Directions » Repeat each line of the listing exactly as written.

Material to process »
------------------------------------------------------------

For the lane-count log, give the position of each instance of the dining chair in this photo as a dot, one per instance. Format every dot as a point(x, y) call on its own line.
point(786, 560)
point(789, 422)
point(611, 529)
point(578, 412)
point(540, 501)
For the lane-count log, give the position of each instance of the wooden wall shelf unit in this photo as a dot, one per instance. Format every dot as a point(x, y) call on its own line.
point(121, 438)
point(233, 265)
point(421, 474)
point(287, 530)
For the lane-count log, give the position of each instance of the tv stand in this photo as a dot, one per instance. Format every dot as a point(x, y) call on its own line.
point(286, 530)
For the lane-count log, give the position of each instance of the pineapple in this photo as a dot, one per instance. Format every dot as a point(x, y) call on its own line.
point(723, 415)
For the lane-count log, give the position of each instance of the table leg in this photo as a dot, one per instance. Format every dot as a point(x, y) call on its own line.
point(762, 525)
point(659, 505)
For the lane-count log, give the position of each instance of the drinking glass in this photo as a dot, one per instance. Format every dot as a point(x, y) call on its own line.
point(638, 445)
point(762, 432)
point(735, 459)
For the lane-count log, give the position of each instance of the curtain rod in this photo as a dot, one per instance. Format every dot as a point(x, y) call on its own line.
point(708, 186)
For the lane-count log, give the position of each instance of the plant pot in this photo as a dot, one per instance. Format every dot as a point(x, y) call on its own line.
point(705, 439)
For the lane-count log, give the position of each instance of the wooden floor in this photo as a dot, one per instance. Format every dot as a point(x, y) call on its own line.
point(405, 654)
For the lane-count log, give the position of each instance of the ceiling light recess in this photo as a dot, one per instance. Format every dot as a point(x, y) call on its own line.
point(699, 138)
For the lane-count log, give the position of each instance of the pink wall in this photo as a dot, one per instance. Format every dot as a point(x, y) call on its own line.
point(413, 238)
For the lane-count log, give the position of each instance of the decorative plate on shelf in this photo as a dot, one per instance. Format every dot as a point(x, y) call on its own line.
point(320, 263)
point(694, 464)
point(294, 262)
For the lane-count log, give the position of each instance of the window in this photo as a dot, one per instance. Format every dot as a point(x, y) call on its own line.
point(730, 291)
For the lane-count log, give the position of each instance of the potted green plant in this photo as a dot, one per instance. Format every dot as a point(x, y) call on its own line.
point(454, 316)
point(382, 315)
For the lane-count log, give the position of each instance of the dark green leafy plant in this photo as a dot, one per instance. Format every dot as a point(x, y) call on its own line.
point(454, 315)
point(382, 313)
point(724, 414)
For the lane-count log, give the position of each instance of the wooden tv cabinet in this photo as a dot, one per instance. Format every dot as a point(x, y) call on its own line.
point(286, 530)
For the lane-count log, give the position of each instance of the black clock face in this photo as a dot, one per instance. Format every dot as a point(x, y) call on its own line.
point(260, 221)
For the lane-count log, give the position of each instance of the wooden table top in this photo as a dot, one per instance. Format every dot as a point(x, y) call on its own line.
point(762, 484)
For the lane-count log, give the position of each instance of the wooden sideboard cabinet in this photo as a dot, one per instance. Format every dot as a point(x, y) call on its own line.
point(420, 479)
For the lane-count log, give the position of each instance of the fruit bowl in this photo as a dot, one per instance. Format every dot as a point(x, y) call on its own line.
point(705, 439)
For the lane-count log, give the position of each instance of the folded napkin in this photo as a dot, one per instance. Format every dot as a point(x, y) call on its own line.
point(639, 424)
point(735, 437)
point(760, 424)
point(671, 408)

------------------------------------------------------------

Answer to the problem »
For the lane-count log, give the position of each instance of the dining chair in this photo as a dot, one per instance. Format every dot as a point(x, y) call on its own line.
point(786, 560)
point(789, 422)
point(611, 529)
point(578, 412)
point(540, 501)
For the lane-count log, give the position of each instance of the wooden wall shelf unit in this photo as a dot, one per instance. Format every dot as a point(x, y) call on its own line.
point(121, 438)
point(233, 265)
point(421, 474)
point(287, 530)
For the lane-count log, give the position of each instance of the tv stand in this photo as a dot, one per instance. Format every dot as a point(x, y) call on its own line.
point(286, 530)
For the lane-count log, give the position of each instance of the pineapple in this photo as a dot, one per instance. Format every dot as a point(x, y) call on its own line.
point(723, 415)
For the lane-count log, give the position of each instance of the table leg in this photo as a dot, one per instance. Format every dot as a point(x, y) call on its own line.
point(762, 525)
point(659, 505)
For the lane-count log, give the position of each instance of the drinking glass in this photo as a dot, one per instance. Format every dot as a point(x, y) call on its own line.
point(638, 445)
point(762, 432)
point(735, 459)
For the lane-count log, give the position of each instance of the curtain rod in this photo as a dot, one per instance. Format every dot as a point(x, y) call on its own line.
point(708, 186)
For the lane-count log, give the position of each instance of the plant pot in this photo as a dot, one per instance. Format every dot as a point(x, y) call on its own line.
point(705, 439)
For the lane-count log, give the position of each instance of the wooden floor in this photo as a dot, one per instance. Format every dot as a point(x, y) call on its own line.
point(405, 654)
For the lane-count log, give the position of each instance of the ceiling light recess in this photo as a dot, one per instance. Format every dot as a point(x, y) call on its own line.
point(699, 138)
For the lane-count log, give the position of each instance of the pink wall in this photo as a dot, one per instance. Format every dot as a point(x, y) call on its own line.
point(413, 238)
For the lane-count log, give the position of each instance of the decorative plate on shelf in this photo as a dot, one per instance. Format every dot as a point(x, y) call on its own line.
point(320, 263)
point(694, 464)
point(294, 262)
For the lane-count log, give the position of each instance of the window in this photo as a dot, one per instance. Format every dot as a point(x, y) call on its own line.
point(730, 291)
For the lane-count log, give the position of each instance of the potted green plant in this photo as a dot, one per instance. Format every dot as a point(x, y) call on its own line.
point(454, 316)
point(382, 315)
For the lane-count log, give the position of each instance of the dark green leafy plant in this photo as a dot, one per instance. Format every dot as a point(x, y) call on its own line.
point(454, 315)
point(382, 313)
point(724, 414)
For the lane-count log, give the position of each instance of the wooden tv cabinet in this photo as a dot, one per instance. Format every dot as a point(x, y) call on its own line.
point(286, 530)
For the lane-count log, give the position of each instance of the black clock face in this photo as a dot, one per instance. Format every dot as a point(x, y) call on its own line.
point(260, 221)
For the lane-count log, give the position of each instance of the wooden table top in this photo as a dot, one per instance. Format every dot as a point(x, y) call on its own line.
point(762, 484)
For the lane-count log, give the position of each instance of the wooden sideboard cabinet in this photo as a dot, one per instance. Format every dot as a point(x, y) call on its own line.
point(420, 479)
For the lane-count log, give the position of each instance of the fruit bowl in this photo as a dot, one per instance. Format every dot as a point(x, y) call on its own line.
point(705, 439)
For the lane-count log, give the position of each instance of the folded napkin in this photo as a dot, one per instance. Format every dot as a point(x, y) call on its own line.
point(639, 424)
point(735, 437)
point(760, 424)
point(671, 408)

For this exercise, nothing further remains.